Locate each line in the records below that contains the string "rough", and copy those lines out in full.

■ **Stored items**:
***
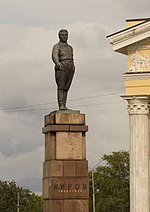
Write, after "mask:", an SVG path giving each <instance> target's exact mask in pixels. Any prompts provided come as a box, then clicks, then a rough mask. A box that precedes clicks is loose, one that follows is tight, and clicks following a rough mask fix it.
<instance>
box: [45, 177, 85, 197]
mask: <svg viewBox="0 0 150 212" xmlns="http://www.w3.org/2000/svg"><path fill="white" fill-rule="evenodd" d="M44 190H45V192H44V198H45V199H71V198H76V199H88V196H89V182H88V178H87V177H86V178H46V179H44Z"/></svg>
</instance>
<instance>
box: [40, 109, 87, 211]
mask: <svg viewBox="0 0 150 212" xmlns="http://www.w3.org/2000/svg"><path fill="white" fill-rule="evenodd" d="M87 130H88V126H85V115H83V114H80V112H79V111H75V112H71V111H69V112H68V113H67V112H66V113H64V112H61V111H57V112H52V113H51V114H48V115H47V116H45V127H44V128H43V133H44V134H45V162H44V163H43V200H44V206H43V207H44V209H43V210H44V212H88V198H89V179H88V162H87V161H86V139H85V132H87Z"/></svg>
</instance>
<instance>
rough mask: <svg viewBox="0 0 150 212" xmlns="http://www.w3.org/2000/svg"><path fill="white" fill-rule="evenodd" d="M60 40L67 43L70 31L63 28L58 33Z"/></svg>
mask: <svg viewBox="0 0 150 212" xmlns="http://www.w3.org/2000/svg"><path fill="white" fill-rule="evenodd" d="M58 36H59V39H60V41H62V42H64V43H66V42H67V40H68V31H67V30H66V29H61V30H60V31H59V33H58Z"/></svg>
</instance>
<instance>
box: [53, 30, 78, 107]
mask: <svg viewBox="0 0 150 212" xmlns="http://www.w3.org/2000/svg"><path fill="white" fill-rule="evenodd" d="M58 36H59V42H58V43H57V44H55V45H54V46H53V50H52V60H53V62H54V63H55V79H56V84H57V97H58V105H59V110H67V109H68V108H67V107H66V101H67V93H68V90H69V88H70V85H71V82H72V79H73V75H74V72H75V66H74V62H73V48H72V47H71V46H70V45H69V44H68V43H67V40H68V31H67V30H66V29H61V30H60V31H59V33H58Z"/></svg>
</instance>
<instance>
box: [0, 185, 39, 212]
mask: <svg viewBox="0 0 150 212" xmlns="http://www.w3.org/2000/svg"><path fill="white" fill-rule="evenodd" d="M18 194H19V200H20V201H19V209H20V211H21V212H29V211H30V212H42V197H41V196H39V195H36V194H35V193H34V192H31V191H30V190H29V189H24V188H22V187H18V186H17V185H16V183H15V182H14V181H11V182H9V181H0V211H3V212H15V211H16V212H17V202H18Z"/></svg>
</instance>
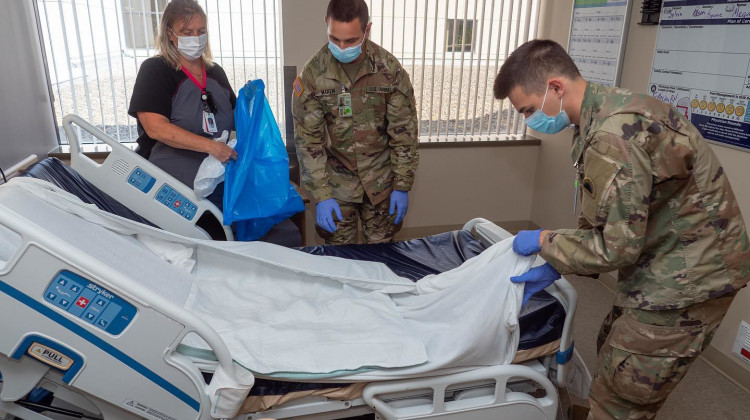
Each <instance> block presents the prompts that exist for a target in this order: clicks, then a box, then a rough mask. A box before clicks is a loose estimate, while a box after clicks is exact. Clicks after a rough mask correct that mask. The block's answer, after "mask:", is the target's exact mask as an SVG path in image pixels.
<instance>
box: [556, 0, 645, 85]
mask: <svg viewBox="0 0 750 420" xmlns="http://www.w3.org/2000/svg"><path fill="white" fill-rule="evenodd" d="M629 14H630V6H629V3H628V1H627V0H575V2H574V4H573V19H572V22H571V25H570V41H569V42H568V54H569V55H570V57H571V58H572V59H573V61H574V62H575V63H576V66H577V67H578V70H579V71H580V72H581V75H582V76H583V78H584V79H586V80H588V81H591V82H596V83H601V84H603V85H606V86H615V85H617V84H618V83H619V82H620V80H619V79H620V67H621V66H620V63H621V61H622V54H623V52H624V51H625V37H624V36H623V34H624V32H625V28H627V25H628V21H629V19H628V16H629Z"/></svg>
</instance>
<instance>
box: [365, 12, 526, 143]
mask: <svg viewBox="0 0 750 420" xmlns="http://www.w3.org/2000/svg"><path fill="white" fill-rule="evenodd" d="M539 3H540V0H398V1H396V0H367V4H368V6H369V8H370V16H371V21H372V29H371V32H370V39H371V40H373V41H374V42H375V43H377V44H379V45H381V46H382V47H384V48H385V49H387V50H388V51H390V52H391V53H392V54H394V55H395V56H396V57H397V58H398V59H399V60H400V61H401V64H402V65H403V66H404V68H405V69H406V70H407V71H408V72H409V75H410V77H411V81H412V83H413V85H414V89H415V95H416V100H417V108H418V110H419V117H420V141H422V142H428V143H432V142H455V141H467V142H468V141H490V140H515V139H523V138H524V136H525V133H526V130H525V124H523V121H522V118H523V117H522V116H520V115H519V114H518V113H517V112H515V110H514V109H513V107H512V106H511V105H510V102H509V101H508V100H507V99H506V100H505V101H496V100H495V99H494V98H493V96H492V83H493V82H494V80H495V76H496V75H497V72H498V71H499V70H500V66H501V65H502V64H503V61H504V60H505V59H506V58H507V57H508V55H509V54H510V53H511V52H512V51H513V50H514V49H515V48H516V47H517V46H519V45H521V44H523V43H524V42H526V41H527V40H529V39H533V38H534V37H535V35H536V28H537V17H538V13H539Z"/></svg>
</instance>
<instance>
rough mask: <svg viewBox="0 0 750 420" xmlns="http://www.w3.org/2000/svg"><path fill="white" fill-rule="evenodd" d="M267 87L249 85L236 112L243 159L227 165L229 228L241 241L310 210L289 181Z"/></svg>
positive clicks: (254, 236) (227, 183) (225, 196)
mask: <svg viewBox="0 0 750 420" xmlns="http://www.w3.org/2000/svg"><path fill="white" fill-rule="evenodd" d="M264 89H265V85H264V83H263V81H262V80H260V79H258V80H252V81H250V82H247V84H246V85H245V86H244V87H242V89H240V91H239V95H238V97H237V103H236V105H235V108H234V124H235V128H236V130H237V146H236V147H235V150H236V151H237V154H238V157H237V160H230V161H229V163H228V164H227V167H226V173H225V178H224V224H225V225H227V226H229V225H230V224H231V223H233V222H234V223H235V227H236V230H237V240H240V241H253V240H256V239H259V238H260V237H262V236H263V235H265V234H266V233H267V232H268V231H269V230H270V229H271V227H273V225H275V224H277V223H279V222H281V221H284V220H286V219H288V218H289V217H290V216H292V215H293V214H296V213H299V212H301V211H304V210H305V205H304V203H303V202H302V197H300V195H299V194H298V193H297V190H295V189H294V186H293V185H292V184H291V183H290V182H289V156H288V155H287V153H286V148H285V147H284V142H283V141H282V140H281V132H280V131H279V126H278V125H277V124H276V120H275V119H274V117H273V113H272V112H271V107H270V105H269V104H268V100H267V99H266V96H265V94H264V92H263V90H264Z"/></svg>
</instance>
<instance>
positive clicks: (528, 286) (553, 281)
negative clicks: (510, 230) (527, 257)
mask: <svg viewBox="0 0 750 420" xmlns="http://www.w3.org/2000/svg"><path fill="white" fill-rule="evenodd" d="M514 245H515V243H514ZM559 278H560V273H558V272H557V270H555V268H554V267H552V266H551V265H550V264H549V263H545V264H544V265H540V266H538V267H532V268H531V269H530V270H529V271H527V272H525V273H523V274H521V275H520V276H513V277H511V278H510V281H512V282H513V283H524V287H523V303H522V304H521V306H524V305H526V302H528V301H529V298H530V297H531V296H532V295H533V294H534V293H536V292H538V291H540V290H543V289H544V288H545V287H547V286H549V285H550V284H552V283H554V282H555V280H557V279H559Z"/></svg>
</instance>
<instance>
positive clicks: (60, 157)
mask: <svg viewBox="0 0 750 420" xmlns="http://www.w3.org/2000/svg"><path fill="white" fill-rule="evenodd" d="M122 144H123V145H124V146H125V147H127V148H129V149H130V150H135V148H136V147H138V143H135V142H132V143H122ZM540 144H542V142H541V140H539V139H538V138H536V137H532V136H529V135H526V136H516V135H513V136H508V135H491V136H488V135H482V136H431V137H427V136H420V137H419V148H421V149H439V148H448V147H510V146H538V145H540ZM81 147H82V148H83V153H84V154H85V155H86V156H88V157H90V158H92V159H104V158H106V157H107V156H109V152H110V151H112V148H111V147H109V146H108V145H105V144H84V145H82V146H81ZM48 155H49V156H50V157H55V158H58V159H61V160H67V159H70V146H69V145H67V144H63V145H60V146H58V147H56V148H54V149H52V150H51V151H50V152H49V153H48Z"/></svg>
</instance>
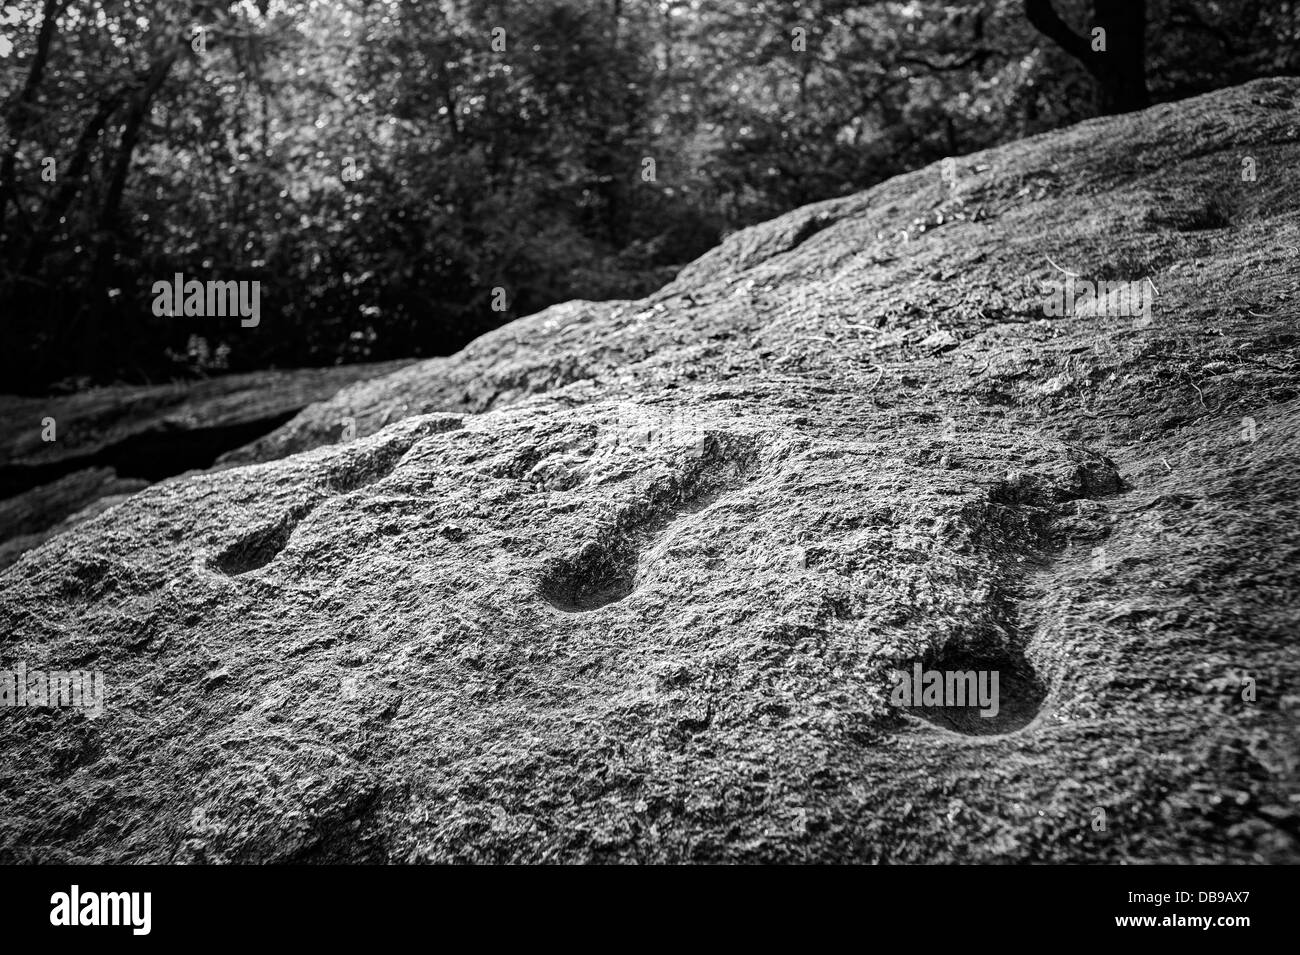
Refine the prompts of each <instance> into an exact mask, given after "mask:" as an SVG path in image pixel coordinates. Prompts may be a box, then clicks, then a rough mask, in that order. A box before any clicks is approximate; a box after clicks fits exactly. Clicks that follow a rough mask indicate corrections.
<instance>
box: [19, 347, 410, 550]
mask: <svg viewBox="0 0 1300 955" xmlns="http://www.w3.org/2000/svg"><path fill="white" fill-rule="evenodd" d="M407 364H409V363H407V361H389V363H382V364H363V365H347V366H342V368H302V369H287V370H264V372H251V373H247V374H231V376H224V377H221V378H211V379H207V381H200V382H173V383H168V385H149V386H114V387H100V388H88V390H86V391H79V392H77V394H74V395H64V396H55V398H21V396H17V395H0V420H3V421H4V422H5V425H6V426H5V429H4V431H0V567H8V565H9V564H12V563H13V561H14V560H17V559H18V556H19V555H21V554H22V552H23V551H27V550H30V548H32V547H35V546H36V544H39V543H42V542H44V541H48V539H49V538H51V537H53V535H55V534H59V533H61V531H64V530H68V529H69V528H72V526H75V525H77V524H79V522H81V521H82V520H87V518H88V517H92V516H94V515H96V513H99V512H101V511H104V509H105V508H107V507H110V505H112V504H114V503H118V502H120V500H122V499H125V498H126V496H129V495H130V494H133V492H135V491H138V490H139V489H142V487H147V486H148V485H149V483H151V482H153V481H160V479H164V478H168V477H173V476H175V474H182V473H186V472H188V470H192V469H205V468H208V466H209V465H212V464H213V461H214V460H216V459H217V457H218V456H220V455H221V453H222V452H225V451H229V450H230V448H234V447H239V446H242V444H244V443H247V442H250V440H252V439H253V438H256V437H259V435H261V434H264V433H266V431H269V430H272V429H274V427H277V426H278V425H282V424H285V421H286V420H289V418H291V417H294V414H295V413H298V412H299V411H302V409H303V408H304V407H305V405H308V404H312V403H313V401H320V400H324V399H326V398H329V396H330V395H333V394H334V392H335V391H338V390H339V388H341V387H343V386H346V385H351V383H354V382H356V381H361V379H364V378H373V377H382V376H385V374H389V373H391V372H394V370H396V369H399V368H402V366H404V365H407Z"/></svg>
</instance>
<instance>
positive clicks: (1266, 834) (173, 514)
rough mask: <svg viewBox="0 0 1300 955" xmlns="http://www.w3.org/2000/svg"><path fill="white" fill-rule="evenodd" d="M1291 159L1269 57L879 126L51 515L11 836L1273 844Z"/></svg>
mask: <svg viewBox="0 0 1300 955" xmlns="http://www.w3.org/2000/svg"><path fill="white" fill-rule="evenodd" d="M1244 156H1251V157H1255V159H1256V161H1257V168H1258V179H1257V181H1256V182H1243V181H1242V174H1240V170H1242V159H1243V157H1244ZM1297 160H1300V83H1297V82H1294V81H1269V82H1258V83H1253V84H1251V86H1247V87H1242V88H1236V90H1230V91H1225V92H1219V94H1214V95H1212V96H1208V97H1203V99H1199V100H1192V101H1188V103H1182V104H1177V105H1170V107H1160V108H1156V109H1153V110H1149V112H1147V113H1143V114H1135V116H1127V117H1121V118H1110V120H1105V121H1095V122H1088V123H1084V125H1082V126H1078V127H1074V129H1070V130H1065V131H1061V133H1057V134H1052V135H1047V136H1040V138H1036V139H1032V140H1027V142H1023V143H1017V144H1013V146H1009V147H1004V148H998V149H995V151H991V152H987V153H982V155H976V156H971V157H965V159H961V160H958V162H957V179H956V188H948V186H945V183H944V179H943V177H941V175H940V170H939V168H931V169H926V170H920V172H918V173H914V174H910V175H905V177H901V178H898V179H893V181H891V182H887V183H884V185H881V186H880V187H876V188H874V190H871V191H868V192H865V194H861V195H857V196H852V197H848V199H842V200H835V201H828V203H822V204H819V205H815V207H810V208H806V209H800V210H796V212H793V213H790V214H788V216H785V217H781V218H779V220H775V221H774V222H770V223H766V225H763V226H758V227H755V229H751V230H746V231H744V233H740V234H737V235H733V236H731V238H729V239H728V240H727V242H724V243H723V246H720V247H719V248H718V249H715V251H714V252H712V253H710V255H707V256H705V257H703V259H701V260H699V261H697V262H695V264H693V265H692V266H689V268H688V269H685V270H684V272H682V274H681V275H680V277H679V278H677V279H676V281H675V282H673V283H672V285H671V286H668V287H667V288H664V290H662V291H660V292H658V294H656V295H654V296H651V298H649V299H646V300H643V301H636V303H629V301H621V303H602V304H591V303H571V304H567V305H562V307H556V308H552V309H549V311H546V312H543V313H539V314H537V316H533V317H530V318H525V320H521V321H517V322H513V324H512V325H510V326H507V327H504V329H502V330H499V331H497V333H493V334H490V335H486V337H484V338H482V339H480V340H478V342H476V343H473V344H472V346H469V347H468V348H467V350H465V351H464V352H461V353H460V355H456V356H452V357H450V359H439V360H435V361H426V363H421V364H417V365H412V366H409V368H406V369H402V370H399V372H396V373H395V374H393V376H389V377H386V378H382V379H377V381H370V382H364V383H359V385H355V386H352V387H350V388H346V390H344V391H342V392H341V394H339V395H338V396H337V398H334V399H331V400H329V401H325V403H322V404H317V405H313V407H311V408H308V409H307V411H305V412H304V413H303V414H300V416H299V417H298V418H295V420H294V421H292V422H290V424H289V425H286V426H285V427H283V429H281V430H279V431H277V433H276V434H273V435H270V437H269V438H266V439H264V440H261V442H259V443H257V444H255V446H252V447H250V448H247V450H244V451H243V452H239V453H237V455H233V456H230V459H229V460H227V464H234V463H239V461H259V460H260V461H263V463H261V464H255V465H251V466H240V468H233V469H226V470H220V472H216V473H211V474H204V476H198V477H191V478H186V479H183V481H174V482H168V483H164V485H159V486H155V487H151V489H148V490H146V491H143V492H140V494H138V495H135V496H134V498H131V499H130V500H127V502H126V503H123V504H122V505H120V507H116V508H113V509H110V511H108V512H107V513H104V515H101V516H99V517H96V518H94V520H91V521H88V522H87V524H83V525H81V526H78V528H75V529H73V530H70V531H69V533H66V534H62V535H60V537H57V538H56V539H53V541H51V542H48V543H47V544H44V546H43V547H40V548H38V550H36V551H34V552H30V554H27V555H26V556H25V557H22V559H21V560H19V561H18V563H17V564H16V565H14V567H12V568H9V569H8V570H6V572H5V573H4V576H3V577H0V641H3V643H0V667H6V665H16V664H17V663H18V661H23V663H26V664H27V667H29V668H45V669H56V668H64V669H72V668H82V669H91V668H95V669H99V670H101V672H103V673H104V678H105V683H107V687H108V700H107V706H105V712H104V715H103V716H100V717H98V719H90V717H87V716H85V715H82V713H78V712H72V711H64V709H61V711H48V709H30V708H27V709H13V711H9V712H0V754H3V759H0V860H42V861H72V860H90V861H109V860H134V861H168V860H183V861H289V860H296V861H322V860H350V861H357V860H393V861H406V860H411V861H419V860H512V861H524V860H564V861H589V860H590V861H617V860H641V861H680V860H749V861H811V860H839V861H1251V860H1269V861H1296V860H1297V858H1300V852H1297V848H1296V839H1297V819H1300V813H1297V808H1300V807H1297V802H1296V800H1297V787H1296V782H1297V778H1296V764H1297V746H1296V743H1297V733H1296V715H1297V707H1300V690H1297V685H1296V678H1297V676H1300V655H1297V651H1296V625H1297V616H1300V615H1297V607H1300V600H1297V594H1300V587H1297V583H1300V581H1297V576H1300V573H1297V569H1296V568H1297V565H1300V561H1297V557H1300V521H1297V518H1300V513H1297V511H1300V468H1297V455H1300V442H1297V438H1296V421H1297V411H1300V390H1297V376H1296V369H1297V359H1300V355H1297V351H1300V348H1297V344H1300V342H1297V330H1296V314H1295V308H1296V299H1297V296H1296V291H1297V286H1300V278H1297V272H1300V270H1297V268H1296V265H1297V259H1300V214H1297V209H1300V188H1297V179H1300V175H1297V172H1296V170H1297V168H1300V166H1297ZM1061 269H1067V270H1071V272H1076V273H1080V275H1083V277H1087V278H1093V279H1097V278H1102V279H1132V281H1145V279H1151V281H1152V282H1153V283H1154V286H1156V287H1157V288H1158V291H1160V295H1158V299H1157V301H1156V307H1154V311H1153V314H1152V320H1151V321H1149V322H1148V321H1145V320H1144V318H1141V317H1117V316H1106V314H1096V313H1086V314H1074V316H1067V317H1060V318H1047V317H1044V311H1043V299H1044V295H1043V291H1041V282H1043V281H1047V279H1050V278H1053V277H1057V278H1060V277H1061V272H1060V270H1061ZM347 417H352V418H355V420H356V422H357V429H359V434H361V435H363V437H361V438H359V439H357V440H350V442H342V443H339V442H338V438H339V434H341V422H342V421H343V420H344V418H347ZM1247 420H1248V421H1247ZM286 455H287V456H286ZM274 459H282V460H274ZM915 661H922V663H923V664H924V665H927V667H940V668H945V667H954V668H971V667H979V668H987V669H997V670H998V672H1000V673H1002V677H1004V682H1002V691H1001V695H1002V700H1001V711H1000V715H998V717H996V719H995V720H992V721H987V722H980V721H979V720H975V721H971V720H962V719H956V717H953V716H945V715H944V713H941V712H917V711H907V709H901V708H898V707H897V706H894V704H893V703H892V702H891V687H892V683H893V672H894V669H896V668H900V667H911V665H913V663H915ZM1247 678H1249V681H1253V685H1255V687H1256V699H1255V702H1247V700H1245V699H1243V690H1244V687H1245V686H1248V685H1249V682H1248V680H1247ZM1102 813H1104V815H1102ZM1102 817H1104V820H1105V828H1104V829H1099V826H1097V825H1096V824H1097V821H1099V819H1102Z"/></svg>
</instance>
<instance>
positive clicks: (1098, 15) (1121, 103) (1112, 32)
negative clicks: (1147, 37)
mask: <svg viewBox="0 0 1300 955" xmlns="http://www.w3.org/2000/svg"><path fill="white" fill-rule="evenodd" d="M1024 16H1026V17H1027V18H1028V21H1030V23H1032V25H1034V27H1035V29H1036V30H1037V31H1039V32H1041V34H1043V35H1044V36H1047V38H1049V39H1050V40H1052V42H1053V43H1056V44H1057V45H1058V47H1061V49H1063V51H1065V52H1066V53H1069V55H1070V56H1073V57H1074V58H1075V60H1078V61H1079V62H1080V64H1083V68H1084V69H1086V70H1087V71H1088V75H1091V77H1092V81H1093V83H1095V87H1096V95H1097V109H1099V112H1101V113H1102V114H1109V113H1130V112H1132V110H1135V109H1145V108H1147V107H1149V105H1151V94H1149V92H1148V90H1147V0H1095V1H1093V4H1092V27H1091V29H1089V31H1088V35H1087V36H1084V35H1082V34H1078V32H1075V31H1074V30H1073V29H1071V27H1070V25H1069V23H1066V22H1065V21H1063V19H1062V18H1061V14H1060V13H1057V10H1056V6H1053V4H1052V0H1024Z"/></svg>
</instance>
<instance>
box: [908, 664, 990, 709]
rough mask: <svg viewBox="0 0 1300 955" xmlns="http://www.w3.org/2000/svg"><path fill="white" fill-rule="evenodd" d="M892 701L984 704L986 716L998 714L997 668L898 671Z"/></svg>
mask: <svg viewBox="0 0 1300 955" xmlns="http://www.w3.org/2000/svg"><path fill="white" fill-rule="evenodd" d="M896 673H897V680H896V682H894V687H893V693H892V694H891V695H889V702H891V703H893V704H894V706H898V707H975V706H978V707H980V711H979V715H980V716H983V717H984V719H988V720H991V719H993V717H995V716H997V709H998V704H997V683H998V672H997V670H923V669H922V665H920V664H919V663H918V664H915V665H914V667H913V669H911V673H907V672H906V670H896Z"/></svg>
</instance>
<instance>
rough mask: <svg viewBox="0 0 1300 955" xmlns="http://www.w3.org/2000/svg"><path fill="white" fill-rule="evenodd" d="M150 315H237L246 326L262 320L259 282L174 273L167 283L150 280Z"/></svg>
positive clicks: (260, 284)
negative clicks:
***
■ **SOLUTION FOR THIS TASK**:
Write, after "mask:", an SVG path giving each <instance> target's exact mask in pixels. Any prompts provided come as a box, then clicks, then a rough mask. A box that precedes clicks is loose, one that follows is tight, and clicks following a rough mask fix it.
rough mask: <svg viewBox="0 0 150 212" xmlns="http://www.w3.org/2000/svg"><path fill="white" fill-rule="evenodd" d="M60 40L67 43L70 31L63 28L58 33Z"/></svg>
Each <instance> block presents the prompts that exist for a target in this order: clicks, then a box, then a rough mask. A box before clicks is a loose estimate, while a box after clicks is exact. Clicks after a rough mask correct that mask. The block's answer, after "mask:", is the target's exact mask as an SVG path in image pixels.
rough mask: <svg viewBox="0 0 750 420" xmlns="http://www.w3.org/2000/svg"><path fill="white" fill-rule="evenodd" d="M267 87L249 85L236 112L243 159L227 165L229 228L241 241L310 210L289 181Z"/></svg>
Refine the prompts of each <instance> into an exact mask, given after "mask:" as an SVG path in image pixel coordinates. Prompts may be a box, then clicks, then a rough mask, in that order. A box before any clicks is approximate; a box after clicks fits exactly. Clicks that follow a rough mask indicate corrections.
rough mask: <svg viewBox="0 0 1300 955" xmlns="http://www.w3.org/2000/svg"><path fill="white" fill-rule="evenodd" d="M1291 159L1269 57L879 126L51 515L11 836L1273 844Z"/></svg>
rough mask: <svg viewBox="0 0 1300 955" xmlns="http://www.w3.org/2000/svg"><path fill="white" fill-rule="evenodd" d="M892 701L984 704L986 716L998 714L997 668L898 671Z"/></svg>
rough mask: <svg viewBox="0 0 1300 955" xmlns="http://www.w3.org/2000/svg"><path fill="white" fill-rule="evenodd" d="M150 315H237L246 326L262 320L259 282L174 273L167 283L150 280Z"/></svg>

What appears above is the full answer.